Material provided →
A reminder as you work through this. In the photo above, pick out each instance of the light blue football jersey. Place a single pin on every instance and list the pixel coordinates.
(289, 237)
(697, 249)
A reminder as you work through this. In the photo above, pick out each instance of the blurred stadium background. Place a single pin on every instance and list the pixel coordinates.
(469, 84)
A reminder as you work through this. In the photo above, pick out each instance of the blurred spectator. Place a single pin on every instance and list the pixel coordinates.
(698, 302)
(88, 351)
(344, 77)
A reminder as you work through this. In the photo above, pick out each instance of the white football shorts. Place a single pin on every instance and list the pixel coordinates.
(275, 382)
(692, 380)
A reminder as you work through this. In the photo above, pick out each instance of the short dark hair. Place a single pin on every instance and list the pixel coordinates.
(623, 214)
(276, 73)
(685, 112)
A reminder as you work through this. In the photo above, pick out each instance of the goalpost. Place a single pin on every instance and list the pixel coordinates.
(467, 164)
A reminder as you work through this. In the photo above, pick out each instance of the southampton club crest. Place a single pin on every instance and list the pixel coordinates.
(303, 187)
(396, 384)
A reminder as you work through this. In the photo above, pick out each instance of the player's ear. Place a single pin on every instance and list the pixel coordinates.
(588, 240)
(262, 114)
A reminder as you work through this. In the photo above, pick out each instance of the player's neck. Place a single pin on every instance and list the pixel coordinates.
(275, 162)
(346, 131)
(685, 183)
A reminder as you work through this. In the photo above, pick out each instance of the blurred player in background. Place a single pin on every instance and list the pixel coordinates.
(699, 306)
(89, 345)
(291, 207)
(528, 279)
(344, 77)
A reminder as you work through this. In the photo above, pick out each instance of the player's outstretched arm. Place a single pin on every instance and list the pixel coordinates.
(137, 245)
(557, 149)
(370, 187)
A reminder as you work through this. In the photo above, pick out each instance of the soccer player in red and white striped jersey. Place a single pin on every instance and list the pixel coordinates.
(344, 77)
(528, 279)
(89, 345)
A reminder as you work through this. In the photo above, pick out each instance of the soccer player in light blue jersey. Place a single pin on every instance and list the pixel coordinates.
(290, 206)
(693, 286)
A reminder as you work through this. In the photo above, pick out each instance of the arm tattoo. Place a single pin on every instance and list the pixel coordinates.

Written request →
Copy out every line above word for word, without changing anything.

Reply →
A reminder as you work through this. In the photo above, pick out each instance of the light blue football jersey. Place a single pin on every instance and list the pixel coordinates.
(289, 237)
(697, 249)
A reminder as you work through this. In the photo above, pick out each instance of the blurred stadium background. Place a single pin on every instance and list the pixel coordinates.
(469, 84)
A reminder as you work through this. In the photo above, pick out each instance of the blurred spectator. Place a single pin on every instance and list the pixel coordinates.
(698, 302)
(88, 351)
(344, 77)
A reminder as you work through this. In the photo above, pick out each instance of the white football shorts. Place a single pin on every instance and list the pixel coordinates.
(275, 382)
(692, 380)
A reminder as you work through this. In the photo above, pick out each instance of the short dark hair. Place a single pin on every instance and list the pixel coordinates.
(623, 214)
(276, 73)
(685, 112)
A reminder as you work through this. In the photo above, pick out each instance of the goalpost. Place a single pin on every instance and list the pixel coordinates.
(467, 164)
A reminder as you work through this. In the photo above, pick out each instance of the southampton club crest. Place a single pin on every instance and list the pixel coordinates.
(303, 187)
(396, 384)
A reminder as you work through this. In the photo above, pick out each instance of the player's ear. Place a single pin on every instance and list the pixel coordinates.
(588, 240)
(262, 114)
A reminder as you work through this. In the photo above, pick out each instance of the player's neck. Place a single pin on every instance and list the pixel coordinates.
(275, 162)
(346, 131)
(685, 183)
A reminder as you work through this. In the photo above, pick out each instance of the blurred player in background. Place a single pin on every instance and list the pixel coordinates.
(699, 306)
(89, 345)
(291, 207)
(528, 279)
(344, 77)
A reminder as you work through this. In the photo above, pick out each instance of the player's outstretched arm. Place a single pin on every instance and list the pixel coordinates.
(137, 245)
(557, 149)
(370, 187)
A reminder as you work through this. In the photo above, pick out each instance of the soccer player in red and white striped jersey. Place a single pin on every instance and list the pixel coordinates.
(344, 77)
(528, 279)
(89, 345)
A reminder as you work through this. In the photo above, pick out each instance of the soccer player in light blue jersey. Place a single pin on every instance and list the pixel coordinates.
(290, 206)
(693, 286)
A reminder as you work through this. In the photo above, pick out each instance of the arm tattoo. Place a single pin on every instance and list the pixel coordinates.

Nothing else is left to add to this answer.